Entries from a pointing dataset:
□ □ □

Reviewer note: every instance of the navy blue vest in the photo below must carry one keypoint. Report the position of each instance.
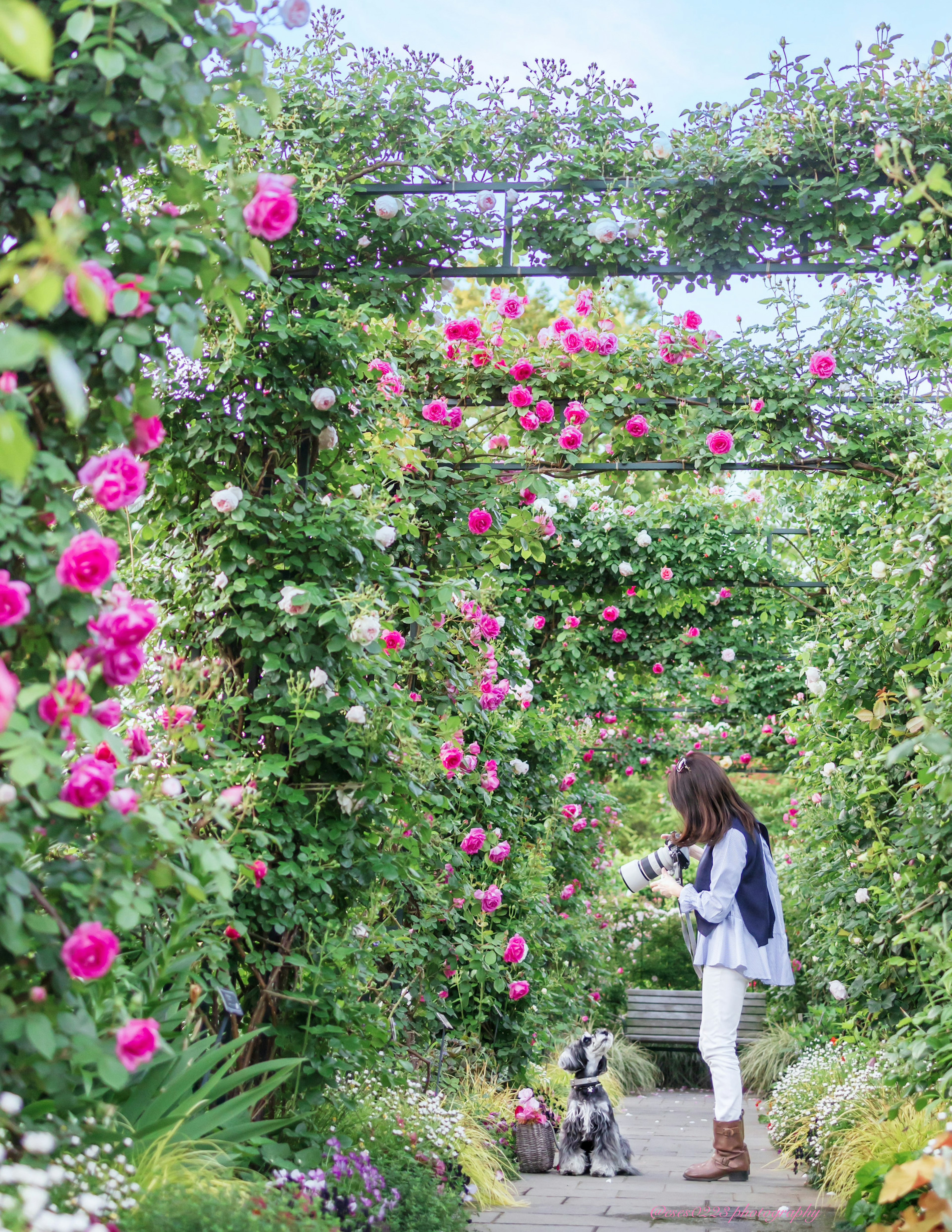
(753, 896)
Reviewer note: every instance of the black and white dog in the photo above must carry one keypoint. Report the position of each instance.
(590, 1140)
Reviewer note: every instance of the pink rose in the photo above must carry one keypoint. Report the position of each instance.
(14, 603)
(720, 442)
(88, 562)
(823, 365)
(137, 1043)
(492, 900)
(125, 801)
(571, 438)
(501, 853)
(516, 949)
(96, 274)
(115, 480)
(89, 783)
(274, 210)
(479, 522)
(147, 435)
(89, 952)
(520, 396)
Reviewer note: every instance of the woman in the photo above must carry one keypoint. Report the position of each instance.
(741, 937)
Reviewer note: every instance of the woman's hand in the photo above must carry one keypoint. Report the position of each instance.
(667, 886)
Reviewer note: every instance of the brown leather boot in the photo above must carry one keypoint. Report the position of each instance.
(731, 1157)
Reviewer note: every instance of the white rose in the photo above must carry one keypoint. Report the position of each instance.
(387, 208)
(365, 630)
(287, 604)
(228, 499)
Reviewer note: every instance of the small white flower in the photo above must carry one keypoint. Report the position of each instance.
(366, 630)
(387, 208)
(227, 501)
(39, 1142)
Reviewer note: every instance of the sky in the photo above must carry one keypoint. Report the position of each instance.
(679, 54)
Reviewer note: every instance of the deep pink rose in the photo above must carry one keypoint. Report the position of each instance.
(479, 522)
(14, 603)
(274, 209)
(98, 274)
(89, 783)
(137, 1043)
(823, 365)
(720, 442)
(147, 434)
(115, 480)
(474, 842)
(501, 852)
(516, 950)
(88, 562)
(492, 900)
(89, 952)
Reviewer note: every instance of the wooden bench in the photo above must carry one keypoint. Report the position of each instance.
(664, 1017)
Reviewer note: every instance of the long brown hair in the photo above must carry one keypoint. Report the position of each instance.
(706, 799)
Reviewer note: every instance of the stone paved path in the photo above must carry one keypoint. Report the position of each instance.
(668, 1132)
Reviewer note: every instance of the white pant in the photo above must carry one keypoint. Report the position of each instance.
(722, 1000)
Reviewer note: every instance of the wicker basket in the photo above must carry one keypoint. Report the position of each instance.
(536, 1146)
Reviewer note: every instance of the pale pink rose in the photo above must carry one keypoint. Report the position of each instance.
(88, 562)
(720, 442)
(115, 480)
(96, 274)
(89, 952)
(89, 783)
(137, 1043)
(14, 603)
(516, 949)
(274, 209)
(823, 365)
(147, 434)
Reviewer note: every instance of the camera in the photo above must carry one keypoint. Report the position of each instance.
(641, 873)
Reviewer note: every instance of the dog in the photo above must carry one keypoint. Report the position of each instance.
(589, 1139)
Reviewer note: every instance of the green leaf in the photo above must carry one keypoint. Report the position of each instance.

□ □ □

**Challenge:** Rewrite all the items above with every "keypoint" changed to "marker" and nothing else altered. Leave the pictures out of your version.

**Answer below:**
Reviewer note: every instance of the navy blue vest in the photo below must carry one marker. Report the position of each instance.
(753, 896)
Reviewer note: every instance of the black and white dog in the photo above must carry one marker. Report the position of each instance.
(590, 1140)
Reviewer note: every instance of the pink rose in the photo above must carry one marker. Report the position of each instance.
(14, 603)
(720, 442)
(88, 562)
(823, 365)
(137, 1043)
(492, 900)
(125, 801)
(571, 438)
(501, 853)
(516, 949)
(96, 274)
(115, 480)
(89, 783)
(274, 210)
(479, 522)
(147, 435)
(89, 952)
(520, 396)
Reviewer note: every instance of the woman in the photo above must carry one marker. Report the position of each instance.
(741, 937)
Reviewer note: every instance of the woman's hand in the photo above must carry one marker. Report the position of each instance.
(667, 886)
Reviewer note: every instance of the brown leather boot in the photo above must carry one marker. Report the position of each instance.
(731, 1157)
Reviewer note: every instance of the white rose in the photo above must carry one marker. Report the position of each instance.
(387, 208)
(365, 630)
(287, 604)
(228, 499)
Reviewer note: every instance of the small white flower in the photo above must carry one marker. Report the position of each instance.
(366, 630)
(387, 208)
(227, 501)
(39, 1142)
Reviewer note: every instance of the sky in the photo above must carry one marker. Report the position of each instance.
(679, 54)
Reviewer note: every instance of the deep pink rose in the photo above must carry one marker. Report the position of each instance.
(479, 522)
(14, 603)
(274, 209)
(98, 274)
(89, 783)
(137, 1043)
(823, 365)
(720, 442)
(147, 434)
(115, 480)
(474, 842)
(501, 852)
(516, 950)
(88, 562)
(492, 900)
(89, 952)
Reviewer note: every instance of the wooden bench in the photo above must carry one marker. Report the position of each instance.
(664, 1017)
Reviewer note: every instance of the long brown hair in the photo above must carry one marker. Report the position of each instance.
(706, 799)
Reviewer note: every instance of the stone paved path in the photo above must carry one marker. Report the position of each instance.
(668, 1132)
Reviewer note: every instance of the white pant in the photo above must carry one marker. Report the position of each instance.
(722, 1000)
Reviewer note: every instance of the wicker basket in the photo above must carry one marker. Report the position of each instance.
(536, 1146)
Reviewer note: every instance of the pale pink rose in the photo above must carry one marker. Report the position of each instance.
(88, 562)
(720, 442)
(115, 480)
(96, 274)
(89, 952)
(89, 783)
(137, 1043)
(14, 603)
(516, 949)
(274, 209)
(823, 365)
(147, 434)
Reviewer note: every instance of the camera in the photo above must carry one marker. Report the position of each instance.
(641, 873)
Reviewer note: every instance of the dog in the photo above must carry one marker. Report the position of each instance.
(589, 1139)
Reviewer note: every instance of the green leaf in the photo above must carry one marker. Report the position of each instance.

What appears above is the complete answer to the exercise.